> **To do**: Which lines below contain the word "hillside"? Return each of those lines in full.

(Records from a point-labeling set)
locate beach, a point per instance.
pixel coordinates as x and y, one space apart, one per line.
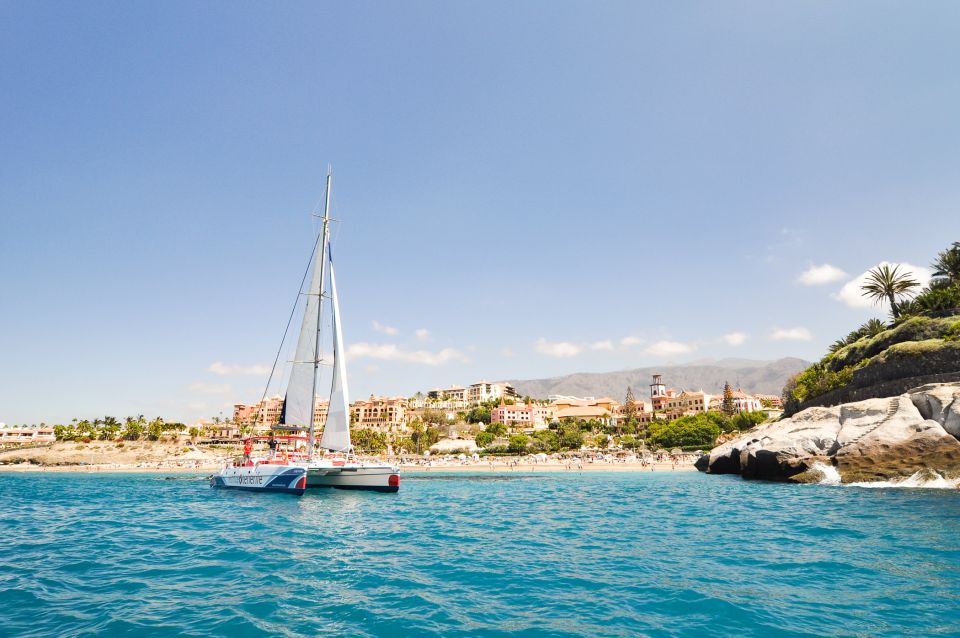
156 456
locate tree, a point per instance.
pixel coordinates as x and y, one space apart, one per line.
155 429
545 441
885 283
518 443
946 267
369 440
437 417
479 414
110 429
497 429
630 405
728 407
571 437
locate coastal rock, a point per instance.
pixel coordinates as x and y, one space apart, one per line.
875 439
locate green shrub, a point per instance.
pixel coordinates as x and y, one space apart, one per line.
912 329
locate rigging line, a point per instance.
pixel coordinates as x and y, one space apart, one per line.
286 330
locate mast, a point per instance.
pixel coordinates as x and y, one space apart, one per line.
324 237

==

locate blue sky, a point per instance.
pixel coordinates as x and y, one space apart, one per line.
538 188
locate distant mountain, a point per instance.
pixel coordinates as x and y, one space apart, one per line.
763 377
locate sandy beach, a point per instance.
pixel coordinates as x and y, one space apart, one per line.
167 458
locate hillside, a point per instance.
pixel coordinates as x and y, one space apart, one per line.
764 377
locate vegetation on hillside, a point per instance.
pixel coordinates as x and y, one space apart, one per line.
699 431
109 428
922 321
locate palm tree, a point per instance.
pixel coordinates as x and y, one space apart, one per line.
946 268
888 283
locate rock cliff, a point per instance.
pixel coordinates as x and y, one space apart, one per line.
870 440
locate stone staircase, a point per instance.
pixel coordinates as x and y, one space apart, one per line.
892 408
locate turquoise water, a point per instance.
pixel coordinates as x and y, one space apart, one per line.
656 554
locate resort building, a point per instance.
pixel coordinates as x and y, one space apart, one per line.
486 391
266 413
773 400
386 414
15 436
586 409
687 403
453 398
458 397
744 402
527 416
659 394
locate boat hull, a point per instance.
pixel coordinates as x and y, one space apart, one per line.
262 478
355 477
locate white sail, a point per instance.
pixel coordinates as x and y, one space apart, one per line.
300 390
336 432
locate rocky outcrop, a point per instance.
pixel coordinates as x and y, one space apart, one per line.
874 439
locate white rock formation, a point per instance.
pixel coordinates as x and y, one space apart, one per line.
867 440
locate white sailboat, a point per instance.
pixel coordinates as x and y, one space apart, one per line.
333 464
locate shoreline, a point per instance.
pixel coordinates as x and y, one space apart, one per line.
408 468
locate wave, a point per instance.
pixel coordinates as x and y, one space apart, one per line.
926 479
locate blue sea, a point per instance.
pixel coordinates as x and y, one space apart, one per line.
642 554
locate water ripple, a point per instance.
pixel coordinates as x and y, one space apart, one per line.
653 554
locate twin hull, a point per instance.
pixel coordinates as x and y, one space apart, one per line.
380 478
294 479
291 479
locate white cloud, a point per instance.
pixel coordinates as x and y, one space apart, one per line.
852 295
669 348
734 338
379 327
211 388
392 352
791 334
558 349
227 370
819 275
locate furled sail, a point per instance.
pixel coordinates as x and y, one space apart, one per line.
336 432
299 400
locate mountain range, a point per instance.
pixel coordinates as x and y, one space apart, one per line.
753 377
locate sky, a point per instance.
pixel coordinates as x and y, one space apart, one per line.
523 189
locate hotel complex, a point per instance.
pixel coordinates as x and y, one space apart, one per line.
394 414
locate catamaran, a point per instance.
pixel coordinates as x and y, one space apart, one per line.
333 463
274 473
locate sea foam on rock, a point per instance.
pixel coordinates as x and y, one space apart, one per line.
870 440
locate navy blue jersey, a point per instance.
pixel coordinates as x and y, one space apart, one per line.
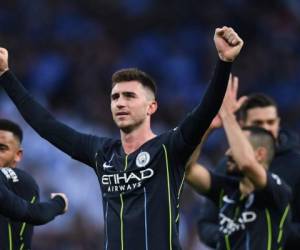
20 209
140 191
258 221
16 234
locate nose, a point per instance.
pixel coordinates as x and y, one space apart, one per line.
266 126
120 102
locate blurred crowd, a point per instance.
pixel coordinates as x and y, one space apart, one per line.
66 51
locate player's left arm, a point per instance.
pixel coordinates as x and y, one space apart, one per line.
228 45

==

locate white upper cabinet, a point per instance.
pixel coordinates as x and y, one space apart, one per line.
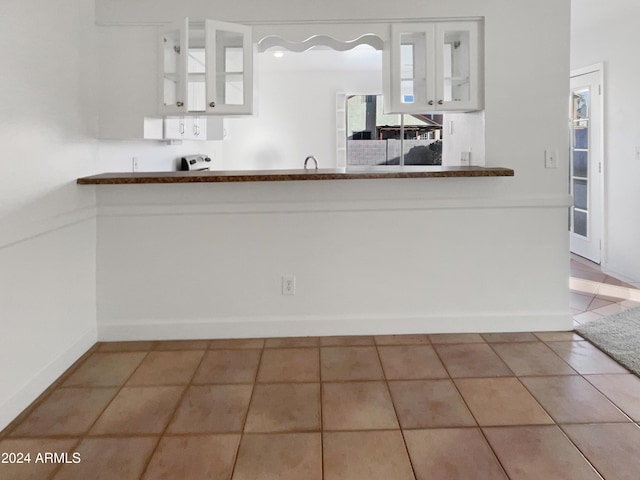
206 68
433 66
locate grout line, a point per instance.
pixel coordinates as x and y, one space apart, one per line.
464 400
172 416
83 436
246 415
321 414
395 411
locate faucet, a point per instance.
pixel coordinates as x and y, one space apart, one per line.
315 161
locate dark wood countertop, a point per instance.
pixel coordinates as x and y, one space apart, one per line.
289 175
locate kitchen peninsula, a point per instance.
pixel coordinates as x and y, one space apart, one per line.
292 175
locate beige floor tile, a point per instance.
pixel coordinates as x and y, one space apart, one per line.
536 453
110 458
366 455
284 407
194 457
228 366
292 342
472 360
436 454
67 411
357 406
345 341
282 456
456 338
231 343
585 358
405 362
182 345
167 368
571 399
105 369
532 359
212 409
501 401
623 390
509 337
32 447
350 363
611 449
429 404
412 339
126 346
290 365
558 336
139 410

> **Written answer**:
locate hillside, a point per instance.
locate vegetation on hillside, a point per instance.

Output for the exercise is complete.